__PAGE EXCERPT__
***
TRANSATLANTIC DIGITAL MOONSTONE PROJECT: FIRST PERIOD PART X

Wilkie Collin’s novel The Moonstone (1868) was serialized simultaneously in both the United Kingdom in All the Year Round and Harper’s Weekly in the United States of America. The narrative was consistent in both publications, but what was included in each issue varied. All the Year Round featured more poems and short shorts which catered to Charles Dicken’s Literary Journal. Harper’s Weekly features more than just short stories with the addition of images, advertisements, and other columns of varying genres. Harper’s Weekly wanted to reach a broader audience with material that expands on the different social levels.
***
__TASKS__
A - According to the passage on The Moonstone's serialization, what did Harper's Weekly add besides short stories?
B - Reproduce the part of the passage on The Moonstone's serialization starting with "Wilkie Collin’s novel The" and going on through "different social levels.".
C - Resume the passage on The Moonstone's serialization after its final sentence.

__AVAILABLE DATA__
***
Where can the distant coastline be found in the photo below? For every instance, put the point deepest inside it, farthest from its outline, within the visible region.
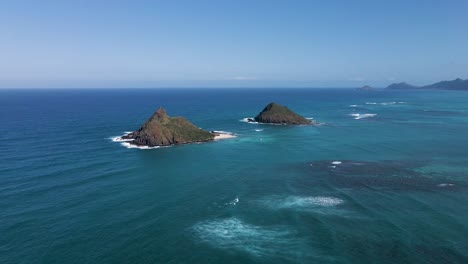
***
__RESPONSE LIST__
A - Images, advertisements, and other columns of varying genres.

B -
Wilkie Collin’s novel The Moonstone (1868) was serialized simultaneously in both the United Kingdom in All the Year Round and Harper’s Weekly in the United States of America. The narrative was consistent in both publications, but what was included in each issue varied. All the Year Round featured more poems and short shorts which catered to Charles Dicken’s Literary Journal. Harper’s Weekly features more than just short stories with the addition of images, advertisements, and other columns of varying genres. Harper’s Weekly wanted to reach a broader audience with material that expands on the different social levels.

C -
Three years before this issue was published was the end of the American Civil War. The difference in content between Harper’s Weekly and All the Year Round shows the ideology behind the countries at the time. With the United States using Harper’s Weekly as a way to report the political ideology through excerpts on the government, this was missing in All the Year Round due to Britain not needing this type of endorsement. Molly Knox Leverenz argues that “Harper’s Weekly participated in an already-existent, vibrant transatlantic discourse through a variety of means, including reports on international events, illustrations of international places and persons” (21) builds on the idea of the United States trying to build a new sense of identity. While the lack of government ideology was missing in All the Year Round, it allowed for a better focus on more narrative texts.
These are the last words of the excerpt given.